## DATA TO PROCESS

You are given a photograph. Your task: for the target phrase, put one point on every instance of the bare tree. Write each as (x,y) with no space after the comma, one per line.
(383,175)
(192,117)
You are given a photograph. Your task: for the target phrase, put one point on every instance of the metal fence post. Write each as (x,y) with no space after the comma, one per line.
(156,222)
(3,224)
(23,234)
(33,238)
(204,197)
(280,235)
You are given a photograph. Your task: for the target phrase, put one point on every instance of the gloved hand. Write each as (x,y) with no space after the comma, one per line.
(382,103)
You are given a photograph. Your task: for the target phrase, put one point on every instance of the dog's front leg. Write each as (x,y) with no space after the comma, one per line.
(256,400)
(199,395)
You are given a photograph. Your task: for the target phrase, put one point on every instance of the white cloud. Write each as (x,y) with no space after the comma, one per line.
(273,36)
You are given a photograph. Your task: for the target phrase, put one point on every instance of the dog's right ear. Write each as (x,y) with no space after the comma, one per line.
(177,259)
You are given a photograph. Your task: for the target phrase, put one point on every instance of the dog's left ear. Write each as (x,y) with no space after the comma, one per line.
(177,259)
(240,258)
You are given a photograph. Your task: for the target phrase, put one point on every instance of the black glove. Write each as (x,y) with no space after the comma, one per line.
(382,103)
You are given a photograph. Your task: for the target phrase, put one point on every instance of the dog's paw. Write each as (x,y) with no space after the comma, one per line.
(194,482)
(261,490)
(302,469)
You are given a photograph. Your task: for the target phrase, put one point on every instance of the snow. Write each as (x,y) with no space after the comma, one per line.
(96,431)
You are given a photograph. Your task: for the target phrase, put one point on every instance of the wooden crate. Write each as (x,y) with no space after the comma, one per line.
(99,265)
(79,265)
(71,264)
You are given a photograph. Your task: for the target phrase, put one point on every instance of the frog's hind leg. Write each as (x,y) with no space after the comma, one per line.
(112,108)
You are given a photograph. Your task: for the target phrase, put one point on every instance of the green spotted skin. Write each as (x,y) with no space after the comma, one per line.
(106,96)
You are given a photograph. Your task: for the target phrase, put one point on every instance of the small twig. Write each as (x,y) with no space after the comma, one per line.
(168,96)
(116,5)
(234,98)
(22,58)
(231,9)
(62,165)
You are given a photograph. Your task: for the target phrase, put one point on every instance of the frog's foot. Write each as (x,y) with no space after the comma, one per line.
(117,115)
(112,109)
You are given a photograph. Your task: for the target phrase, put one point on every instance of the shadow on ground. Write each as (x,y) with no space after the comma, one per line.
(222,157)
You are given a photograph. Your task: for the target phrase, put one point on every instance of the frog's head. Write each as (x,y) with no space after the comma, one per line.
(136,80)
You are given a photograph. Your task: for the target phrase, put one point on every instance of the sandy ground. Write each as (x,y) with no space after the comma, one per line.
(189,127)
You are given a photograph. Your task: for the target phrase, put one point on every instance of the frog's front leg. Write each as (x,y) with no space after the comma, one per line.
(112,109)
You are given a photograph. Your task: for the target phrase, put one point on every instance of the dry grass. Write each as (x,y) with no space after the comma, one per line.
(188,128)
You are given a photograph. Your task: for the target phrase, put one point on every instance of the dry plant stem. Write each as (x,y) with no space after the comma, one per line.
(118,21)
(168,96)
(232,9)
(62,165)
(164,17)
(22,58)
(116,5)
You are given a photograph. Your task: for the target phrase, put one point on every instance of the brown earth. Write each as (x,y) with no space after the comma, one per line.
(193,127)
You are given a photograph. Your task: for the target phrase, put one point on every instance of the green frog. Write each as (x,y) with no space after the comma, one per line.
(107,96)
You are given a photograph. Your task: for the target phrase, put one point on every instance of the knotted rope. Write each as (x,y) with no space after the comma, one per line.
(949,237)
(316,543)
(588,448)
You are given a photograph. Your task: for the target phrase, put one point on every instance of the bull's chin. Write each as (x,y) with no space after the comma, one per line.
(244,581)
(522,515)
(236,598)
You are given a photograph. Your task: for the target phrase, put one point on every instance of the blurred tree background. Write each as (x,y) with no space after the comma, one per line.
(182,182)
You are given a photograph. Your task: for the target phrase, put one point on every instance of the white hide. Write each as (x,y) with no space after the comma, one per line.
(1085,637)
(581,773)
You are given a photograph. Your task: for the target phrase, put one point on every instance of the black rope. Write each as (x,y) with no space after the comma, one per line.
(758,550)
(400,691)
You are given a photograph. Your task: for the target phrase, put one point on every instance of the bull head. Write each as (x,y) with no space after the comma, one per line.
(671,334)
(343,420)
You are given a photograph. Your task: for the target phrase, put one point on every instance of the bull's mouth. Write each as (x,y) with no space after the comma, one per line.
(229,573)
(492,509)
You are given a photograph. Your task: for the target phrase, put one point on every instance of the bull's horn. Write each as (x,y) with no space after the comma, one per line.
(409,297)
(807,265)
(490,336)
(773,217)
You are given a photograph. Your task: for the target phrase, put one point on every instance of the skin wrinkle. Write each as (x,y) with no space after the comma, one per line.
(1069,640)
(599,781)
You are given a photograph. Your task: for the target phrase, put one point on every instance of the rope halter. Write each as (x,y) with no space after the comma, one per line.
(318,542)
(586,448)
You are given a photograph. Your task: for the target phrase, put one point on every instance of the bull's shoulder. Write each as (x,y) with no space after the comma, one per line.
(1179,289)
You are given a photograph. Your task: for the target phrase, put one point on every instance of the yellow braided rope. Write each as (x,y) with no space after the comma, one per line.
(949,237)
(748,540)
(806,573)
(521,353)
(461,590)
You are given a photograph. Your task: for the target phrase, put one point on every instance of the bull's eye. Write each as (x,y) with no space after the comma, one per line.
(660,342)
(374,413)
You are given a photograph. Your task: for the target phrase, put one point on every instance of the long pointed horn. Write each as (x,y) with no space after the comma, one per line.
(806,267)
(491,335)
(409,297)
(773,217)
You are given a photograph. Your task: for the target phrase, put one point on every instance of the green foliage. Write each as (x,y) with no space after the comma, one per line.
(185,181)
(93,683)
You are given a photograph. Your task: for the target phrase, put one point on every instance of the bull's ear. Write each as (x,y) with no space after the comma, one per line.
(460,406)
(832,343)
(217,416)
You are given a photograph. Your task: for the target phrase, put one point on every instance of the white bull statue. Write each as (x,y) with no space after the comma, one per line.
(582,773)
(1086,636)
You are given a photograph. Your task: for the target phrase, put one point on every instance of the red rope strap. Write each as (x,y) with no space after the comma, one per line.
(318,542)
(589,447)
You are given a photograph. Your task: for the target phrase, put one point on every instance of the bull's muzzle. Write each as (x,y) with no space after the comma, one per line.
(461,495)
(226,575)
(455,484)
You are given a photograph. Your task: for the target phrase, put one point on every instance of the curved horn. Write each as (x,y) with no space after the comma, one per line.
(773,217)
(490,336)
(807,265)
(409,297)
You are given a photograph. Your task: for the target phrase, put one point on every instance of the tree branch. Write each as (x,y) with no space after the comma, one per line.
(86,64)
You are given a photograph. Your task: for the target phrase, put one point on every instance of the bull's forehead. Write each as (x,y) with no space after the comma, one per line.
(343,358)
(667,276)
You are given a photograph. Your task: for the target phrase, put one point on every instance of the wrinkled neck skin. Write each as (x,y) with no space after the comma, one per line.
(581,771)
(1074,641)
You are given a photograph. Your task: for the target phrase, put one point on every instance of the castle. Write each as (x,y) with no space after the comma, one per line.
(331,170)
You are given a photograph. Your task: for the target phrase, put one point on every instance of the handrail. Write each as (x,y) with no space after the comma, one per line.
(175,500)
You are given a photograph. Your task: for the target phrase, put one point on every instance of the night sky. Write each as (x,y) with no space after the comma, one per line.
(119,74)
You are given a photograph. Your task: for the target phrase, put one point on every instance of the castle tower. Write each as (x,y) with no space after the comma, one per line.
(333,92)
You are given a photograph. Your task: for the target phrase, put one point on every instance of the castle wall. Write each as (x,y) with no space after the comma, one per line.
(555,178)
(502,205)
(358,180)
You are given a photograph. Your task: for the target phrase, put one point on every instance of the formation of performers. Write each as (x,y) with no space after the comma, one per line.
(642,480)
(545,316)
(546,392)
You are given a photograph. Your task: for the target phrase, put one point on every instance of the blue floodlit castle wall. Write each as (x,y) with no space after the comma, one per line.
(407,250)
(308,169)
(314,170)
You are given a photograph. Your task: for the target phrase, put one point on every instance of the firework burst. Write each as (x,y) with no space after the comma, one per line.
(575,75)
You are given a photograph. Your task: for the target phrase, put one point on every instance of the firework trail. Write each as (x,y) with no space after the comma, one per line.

## WHAT YOU NEED TO DO
For this exercise, please retype exactly the lines in the listing from the line with "of the handrail." through its last line, both ends included.

## RESULT FOR THIS EXERCISE
You are given a photograph. Your task: for the target phrase, put one point on every instance of the handrail. Write each as (x,y) with no space after the comma, one per line.
(175,500)
You are given a photograph. Your task: for the target phrase, put one point on every instance of the night sky. Write each as (x,y) with no space after the comma, one per line.
(119,74)
You are given a photograph. Your task: for the target phrase, put one point on every instance of the castle tower. Write each as (x,y) with no space after the comma, one per line.
(333,92)
You are given a photograph. Your task: for the target phrase, put one point on every instance of the castle wall. Write each as (x,y) with no space after the comma, one per line.
(555,178)
(502,205)
(358,180)
You are given a photograph. Your task: for the target phrase, put one point on every instance of the formation of performers. Write each as (x,y) with no space after the comma, one per line.
(642,480)
(545,316)
(546,392)
You are given a photograph. Your task: for the target phrase, put one point on every instance of the blue floodlit castle wall. Write each as (x,y) with no space after the comma, one per line.
(407,250)
(308,169)
(314,170)
You are given a photograph. Your task: for the target phrase, put one point on every instance of the firework burst. Write each as (x,y) with no space after the comma, one per line.
(575,75)
You are given a photograph. Your task: for the target phrase, put one point on every instance of the firework trail. Write each as (x,y) with no space after the comma, one per line.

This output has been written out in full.